-------- Excerpted text
# When my mind is free and my soul is empty, is it that wrong I live in Middle East.



## Marwan alamro (Jan 22, 2019)

My greetings from the land of history dawn .


----------



## David612 (Jan 22, 2019)

Freemasonry is illegal in many countries in the Middle East, regardless of wether you agree with that as a law freemasonry requires you to be conform to the laws of your country.
I don’t know about Jordan specifically however.


----------



## Marwan alamro (Jan 23, 2019)

The law that forbids an organizations or fraternities in Jordan is flexible, freemasons respect all religions and humanity, I would doubt law illegalize it ... Especially our great late king hussein, was a master Mason, he was such a great mind indeed, it's somehow forbidden by the ancient lodges to create a public lodge in Muslim world, since it would make a big public dilemma and even riots, unfortunately mystery blended with art is not compatible with most people here...


----------



## Elexir (Jan 23, 2019)

Marwan alamro said:


> The law that forbids an organizations or fraternities in Jordan is flexible, freemasons respect all religions and humanity, I would doubt law illegalize it ... Especially our great late king hussein, was a master Mason, he was such a great mind indeed, it's somehow forbidden by the ancient lodges to create a public lodge in Muslim world, since it would make a big public dilemma and even riots, unfortunately mystery blended with art is not compatible with most people here...



We know that freemasonry has been outlawed in many countries in history.
----------------
-------- Dataset section
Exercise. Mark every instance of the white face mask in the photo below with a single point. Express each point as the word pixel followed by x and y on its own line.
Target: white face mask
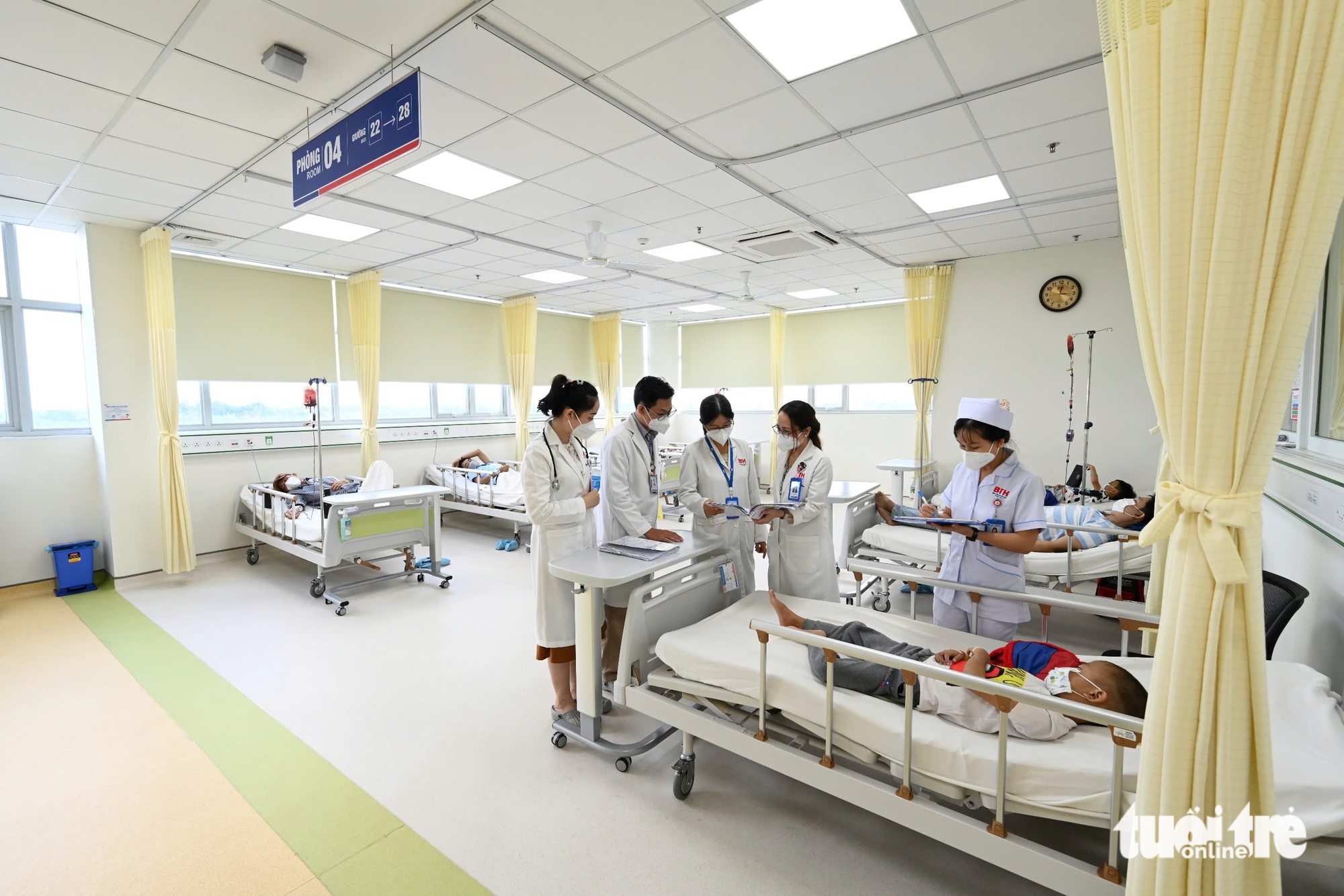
pixel 1058 682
----------------
* _Problems to work on_
1/ Reproduce the part of the Freemasonry thread that starts with "Freemasonry is illegal" and goes on through "Jordan specifically however.".
2/ Pick up the forum thread on Freemasonry in the Middle East after its last sentence and keep writing it.

* _Responses in order_
1/
Freemasonry is illegal in many countries in the Middle East, regardless of wether you agree with that as a law freemasonry requires you to be conform to the laws of your country.
I don’t know about Jordan specifically however.

2/
Its not exatly forbidden by the "ancient" lodges, its forbidden by countries to start new lodges and as we do obey the law there is nothing we can do about it.


----------



## Warrior1256 (Jan 24, 2019)

Elexir said:


> Its not exatly forbidden by the "ancient" lodges, its forbidden by countries to start new lodges and as we do obey the law there is nothing we can do about it.


True!


----------



## Marwan alamro (Feb 2, 2019)

Am reluctant to say Jordanian laws forbids freemasons, in early 90s.. Some parliamentry **edited for language** raise voices against late  king hussein to not legalize it... The king response was simply ( its not illegal to legalize it) .. Since then freemasons live in the shadows here, still they are not illegal nor legal from laws point of view... Ancient lodges preferred to keep their lodges in the middle east in discretion knowing how most people do thinks here..


----------



## David612 (Feb 2, 2019)

If it is currently illegal then it would be wrong of you to join.
Change the laws then join, move or forget about freemasonry.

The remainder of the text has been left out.